▶ SUPPLIED RECORDS:
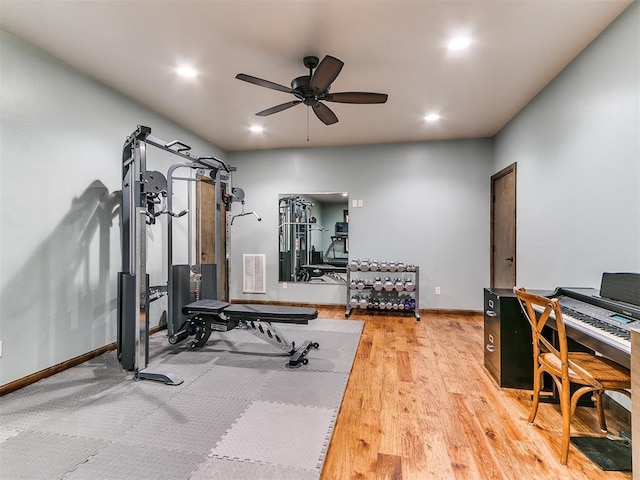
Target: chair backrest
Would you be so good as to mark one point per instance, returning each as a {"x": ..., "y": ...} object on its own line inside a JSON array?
[{"x": 538, "y": 319}]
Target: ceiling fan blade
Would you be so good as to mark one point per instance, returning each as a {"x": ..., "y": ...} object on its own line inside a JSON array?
[
  {"x": 325, "y": 114},
  {"x": 278, "y": 108},
  {"x": 326, "y": 73},
  {"x": 263, "y": 83},
  {"x": 356, "y": 97}
]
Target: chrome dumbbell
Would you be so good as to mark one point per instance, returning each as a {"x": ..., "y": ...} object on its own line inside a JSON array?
[
  {"x": 364, "y": 265},
  {"x": 409, "y": 286}
]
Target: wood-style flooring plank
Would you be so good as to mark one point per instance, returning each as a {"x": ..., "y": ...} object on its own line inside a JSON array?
[{"x": 420, "y": 405}]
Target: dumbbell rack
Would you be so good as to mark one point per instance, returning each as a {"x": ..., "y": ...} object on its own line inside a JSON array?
[{"x": 371, "y": 297}]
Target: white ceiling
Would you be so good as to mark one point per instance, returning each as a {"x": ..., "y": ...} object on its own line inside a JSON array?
[{"x": 396, "y": 47}]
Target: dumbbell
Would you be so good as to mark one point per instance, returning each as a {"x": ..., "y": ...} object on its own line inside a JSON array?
[
  {"x": 364, "y": 265},
  {"x": 409, "y": 286}
]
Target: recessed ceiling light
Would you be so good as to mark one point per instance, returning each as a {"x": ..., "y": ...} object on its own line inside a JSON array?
[
  {"x": 459, "y": 43},
  {"x": 186, "y": 72}
]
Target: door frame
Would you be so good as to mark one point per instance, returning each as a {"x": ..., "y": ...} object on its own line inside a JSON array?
[{"x": 509, "y": 170}]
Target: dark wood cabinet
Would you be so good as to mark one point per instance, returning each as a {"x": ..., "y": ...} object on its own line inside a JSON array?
[{"x": 508, "y": 354}]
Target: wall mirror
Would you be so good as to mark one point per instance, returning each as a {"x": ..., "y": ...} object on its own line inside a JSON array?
[{"x": 313, "y": 231}]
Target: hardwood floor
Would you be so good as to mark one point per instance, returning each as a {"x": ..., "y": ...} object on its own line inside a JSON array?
[{"x": 420, "y": 405}]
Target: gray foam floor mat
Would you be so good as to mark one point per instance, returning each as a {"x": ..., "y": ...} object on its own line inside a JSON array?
[
  {"x": 279, "y": 434},
  {"x": 241, "y": 413}
]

▶ WHAT YOU ARE ASKED TO DO:
Copy the whole of the material above exactly, and exclude every picture.

▶ THE ANSWER:
Target: chair backrest
Would you be so good as to mark one point per instance, returning each as a {"x": ..., "y": ...} object on its own line inside a JSON array?
[{"x": 538, "y": 319}]
Target: ceiling fan blade
Would you be so good as to mark one point per instance, returning each as a {"x": ..., "y": ...} object on its own line inside a JSON array?
[
  {"x": 325, "y": 114},
  {"x": 278, "y": 108},
  {"x": 326, "y": 73},
  {"x": 263, "y": 83},
  {"x": 356, "y": 97}
]
Target: chrome dumbbell
Would you be so good as to mark one point per instance, returning each as a {"x": ..., "y": ...} object on its own line inside a JSON array?
[
  {"x": 364, "y": 265},
  {"x": 409, "y": 286}
]
Target: wood-style flooring plank
Would you be so good as to mark one point per instance, returning each as a {"x": ..., "y": ...} object on its own line inside a JSON array?
[{"x": 420, "y": 405}]
Target: dumbbell rack
Would you be so good as to mark one point per instance, returning each as a {"x": ..., "y": ...} object on its own line inside a JSON array?
[{"x": 371, "y": 297}]
Target: white ceiling
Would you be so good as to mark one point per instance, returning each as a {"x": ..., "y": ...} object on its own line inside a JSON array?
[{"x": 396, "y": 47}]
Target: dumbbell
Would you be so good as to mark one point per instance, returning each as a {"x": ..., "y": ...} object on its own line inside a JSON array?
[
  {"x": 364, "y": 265},
  {"x": 409, "y": 286}
]
Target: recessed ceiling light
Would you be so good as to mark one point per instance, returning each as a {"x": ..., "y": ...} object on its own line inside a JSON array?
[
  {"x": 459, "y": 43},
  {"x": 186, "y": 72}
]
Target: door frame
Would you be so good as to mark one point per instance, returning each as a {"x": ..., "y": ...} object on its own line inside a JSON array?
[{"x": 509, "y": 170}]
Target: dark wood cabinet
Would you be so good as to mark one point per instance, returning each as a {"x": ..., "y": ...} object on its own line inside a JSON array?
[{"x": 508, "y": 354}]
Target: wall mirror
Would you be so good as to mark one point per instance, returning each as a {"x": ..., "y": ...} object on its own line inside a JSON array?
[{"x": 313, "y": 231}]
Target: hardwood floor
Would you be so good as to mark one point per instance, returning each as a {"x": ..., "y": ...} object on its own line inside a JSON array?
[{"x": 420, "y": 405}]
Target: gray foam floor mat
Would you be so good as to mark one point per instance, returning each as a {"x": ..., "y": ...} object on its own line inside a JSON array?
[
  {"x": 279, "y": 434},
  {"x": 241, "y": 413}
]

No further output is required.